• REQUIRED TASK: Copy out only the span from the line with "Return one point per instance of the tree, each" to the end of the data, both ends kept, word for word.

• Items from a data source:
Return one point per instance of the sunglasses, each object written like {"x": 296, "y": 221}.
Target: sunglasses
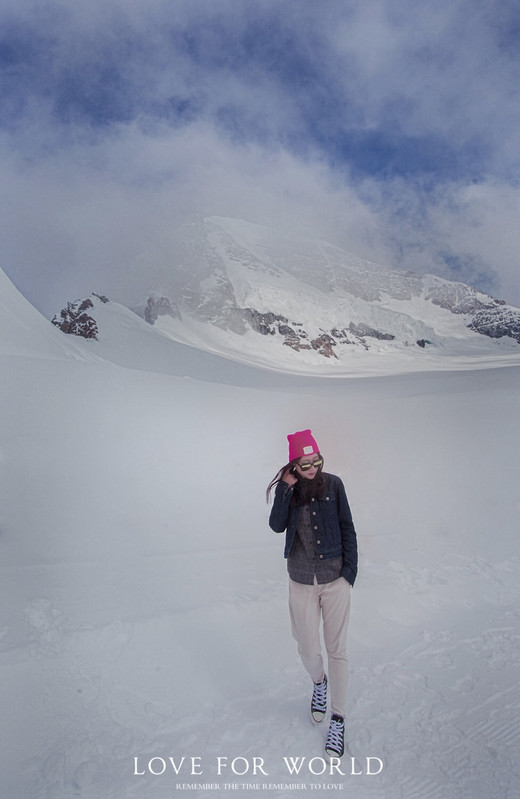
{"x": 306, "y": 466}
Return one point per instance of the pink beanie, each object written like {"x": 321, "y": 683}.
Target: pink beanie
{"x": 301, "y": 443}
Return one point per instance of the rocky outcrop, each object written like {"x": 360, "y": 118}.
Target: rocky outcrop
{"x": 497, "y": 322}
{"x": 160, "y": 306}
{"x": 75, "y": 319}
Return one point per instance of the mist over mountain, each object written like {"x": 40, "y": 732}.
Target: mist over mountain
{"x": 269, "y": 298}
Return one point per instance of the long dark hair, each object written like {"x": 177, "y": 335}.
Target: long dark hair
{"x": 304, "y": 489}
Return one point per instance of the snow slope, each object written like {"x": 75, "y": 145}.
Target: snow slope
{"x": 143, "y": 599}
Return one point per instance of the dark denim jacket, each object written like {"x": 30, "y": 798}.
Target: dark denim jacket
{"x": 334, "y": 531}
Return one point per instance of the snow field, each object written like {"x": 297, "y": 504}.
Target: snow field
{"x": 144, "y": 608}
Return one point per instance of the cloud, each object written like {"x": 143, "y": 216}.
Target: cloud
{"x": 389, "y": 128}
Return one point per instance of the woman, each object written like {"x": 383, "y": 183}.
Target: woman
{"x": 321, "y": 550}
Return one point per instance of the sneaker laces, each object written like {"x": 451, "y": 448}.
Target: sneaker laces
{"x": 319, "y": 696}
{"x": 336, "y": 735}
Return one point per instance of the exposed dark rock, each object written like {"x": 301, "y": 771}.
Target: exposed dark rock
{"x": 497, "y": 322}
{"x": 324, "y": 344}
{"x": 75, "y": 320}
{"x": 265, "y": 324}
{"x": 363, "y": 330}
{"x": 160, "y": 306}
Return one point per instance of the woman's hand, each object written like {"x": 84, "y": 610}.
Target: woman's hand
{"x": 289, "y": 478}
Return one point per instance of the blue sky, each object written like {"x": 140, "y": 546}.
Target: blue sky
{"x": 390, "y": 128}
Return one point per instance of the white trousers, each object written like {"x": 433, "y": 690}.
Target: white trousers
{"x": 308, "y": 604}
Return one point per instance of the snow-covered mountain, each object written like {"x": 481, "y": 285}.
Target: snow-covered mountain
{"x": 262, "y": 296}
{"x": 143, "y": 599}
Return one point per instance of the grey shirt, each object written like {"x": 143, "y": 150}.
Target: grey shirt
{"x": 303, "y": 561}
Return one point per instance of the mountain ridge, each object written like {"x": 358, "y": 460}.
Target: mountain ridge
{"x": 244, "y": 289}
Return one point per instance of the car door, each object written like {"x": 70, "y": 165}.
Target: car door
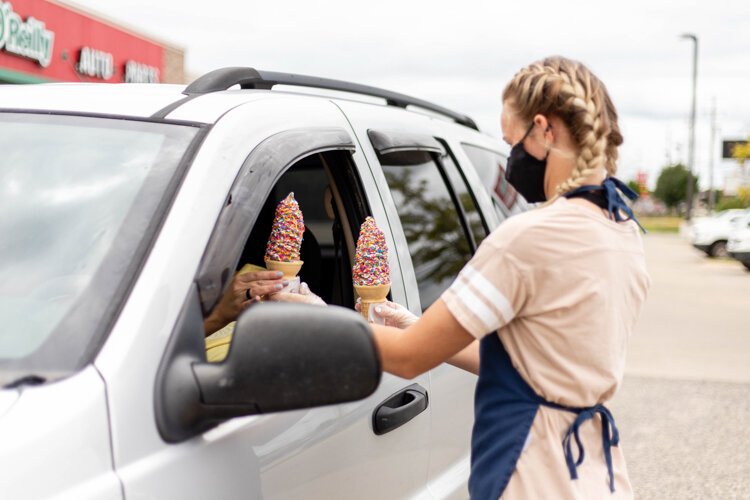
{"x": 438, "y": 226}
{"x": 328, "y": 452}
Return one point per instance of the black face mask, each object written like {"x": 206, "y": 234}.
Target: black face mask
{"x": 526, "y": 173}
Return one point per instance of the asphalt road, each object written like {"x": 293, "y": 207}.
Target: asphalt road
{"x": 684, "y": 407}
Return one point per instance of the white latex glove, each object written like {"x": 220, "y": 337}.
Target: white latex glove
{"x": 303, "y": 296}
{"x": 394, "y": 314}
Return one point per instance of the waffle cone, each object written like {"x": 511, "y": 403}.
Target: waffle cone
{"x": 290, "y": 269}
{"x": 371, "y": 295}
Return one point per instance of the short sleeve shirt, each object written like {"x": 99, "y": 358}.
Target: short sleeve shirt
{"x": 563, "y": 287}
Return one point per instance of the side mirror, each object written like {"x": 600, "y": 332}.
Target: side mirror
{"x": 282, "y": 357}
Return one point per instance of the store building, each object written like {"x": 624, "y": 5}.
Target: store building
{"x": 51, "y": 41}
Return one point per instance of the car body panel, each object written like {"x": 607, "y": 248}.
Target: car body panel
{"x": 126, "y": 99}
{"x": 56, "y": 442}
{"x": 709, "y": 230}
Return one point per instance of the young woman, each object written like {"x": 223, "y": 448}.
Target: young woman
{"x": 552, "y": 295}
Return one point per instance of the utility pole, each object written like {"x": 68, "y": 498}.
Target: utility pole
{"x": 691, "y": 139}
{"x": 712, "y": 154}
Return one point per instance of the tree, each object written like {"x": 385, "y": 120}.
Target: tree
{"x": 741, "y": 152}
{"x": 671, "y": 186}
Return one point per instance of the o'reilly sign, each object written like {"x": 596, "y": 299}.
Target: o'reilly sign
{"x": 28, "y": 39}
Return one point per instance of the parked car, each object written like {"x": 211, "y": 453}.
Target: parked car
{"x": 739, "y": 241}
{"x": 126, "y": 209}
{"x": 710, "y": 234}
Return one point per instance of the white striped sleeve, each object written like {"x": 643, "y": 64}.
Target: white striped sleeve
{"x": 488, "y": 292}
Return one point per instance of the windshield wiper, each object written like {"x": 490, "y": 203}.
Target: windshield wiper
{"x": 25, "y": 380}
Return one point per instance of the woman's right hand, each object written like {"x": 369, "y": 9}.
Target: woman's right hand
{"x": 394, "y": 314}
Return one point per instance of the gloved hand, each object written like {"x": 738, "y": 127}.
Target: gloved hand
{"x": 303, "y": 296}
{"x": 394, "y": 314}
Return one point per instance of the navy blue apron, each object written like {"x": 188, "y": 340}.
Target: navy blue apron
{"x": 504, "y": 409}
{"x": 505, "y": 405}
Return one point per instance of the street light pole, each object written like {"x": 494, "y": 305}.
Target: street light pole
{"x": 711, "y": 190}
{"x": 691, "y": 139}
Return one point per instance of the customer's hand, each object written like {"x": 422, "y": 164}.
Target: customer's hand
{"x": 303, "y": 296}
{"x": 394, "y": 314}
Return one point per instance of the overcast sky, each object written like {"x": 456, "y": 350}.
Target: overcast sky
{"x": 460, "y": 54}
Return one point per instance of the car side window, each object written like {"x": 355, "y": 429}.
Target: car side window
{"x": 474, "y": 220}
{"x": 491, "y": 169}
{"x": 439, "y": 243}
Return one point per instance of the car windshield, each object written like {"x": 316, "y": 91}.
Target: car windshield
{"x": 81, "y": 197}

• SOLVED EXERCISE:
Return one point per instance of the tree, each object written like {"x": 385, "y": 120}.
Target: tree
{"x": 741, "y": 152}
{"x": 671, "y": 186}
Return one point per instance of the o'reilly sign, each object written like {"x": 596, "y": 299}.
Target: o'reilly sign
{"x": 28, "y": 39}
Return one point per instance of the parked car, each object written like {"x": 211, "y": 453}.
Target: parked car
{"x": 739, "y": 241}
{"x": 126, "y": 209}
{"x": 710, "y": 234}
Return one point per instance of the white striped sleeve, each object written like {"x": 643, "y": 64}.
Target: white striped sleeve
{"x": 488, "y": 292}
Return one point per instance of the windshield wiper, each object written like {"x": 490, "y": 203}.
Target: windshield wiper
{"x": 25, "y": 380}
Return one point per instance of the woman's right hand, each object written like {"x": 369, "y": 9}.
Target: woman's right hand
{"x": 394, "y": 314}
Return one point per instance of the gloved hand, each object written like {"x": 738, "y": 127}.
Target: gloved hand
{"x": 303, "y": 296}
{"x": 394, "y": 314}
Return one point per instance of the navy blue apron, each object written like {"x": 188, "y": 340}.
Target: navy blue apron
{"x": 504, "y": 409}
{"x": 505, "y": 405}
Return one point per instance of the street light pole, each object written like {"x": 494, "y": 305}.
Target: street light pole
{"x": 711, "y": 190}
{"x": 691, "y": 139}
Return one point per instance of the customer's hand, each object written like {"x": 422, "y": 164}.
Target: customer's hand
{"x": 303, "y": 296}
{"x": 394, "y": 314}
Return one point per instance of the overcast sky, each object written like {"x": 456, "y": 350}.
Target: overcast sky
{"x": 460, "y": 54}
Return one point per instance of the car side window, each object written like {"x": 355, "y": 429}.
Target: car side window
{"x": 474, "y": 220}
{"x": 491, "y": 169}
{"x": 439, "y": 243}
Return one point per instance of the car windshield, each object written like {"x": 316, "y": 91}.
Target: car windshield
{"x": 81, "y": 197}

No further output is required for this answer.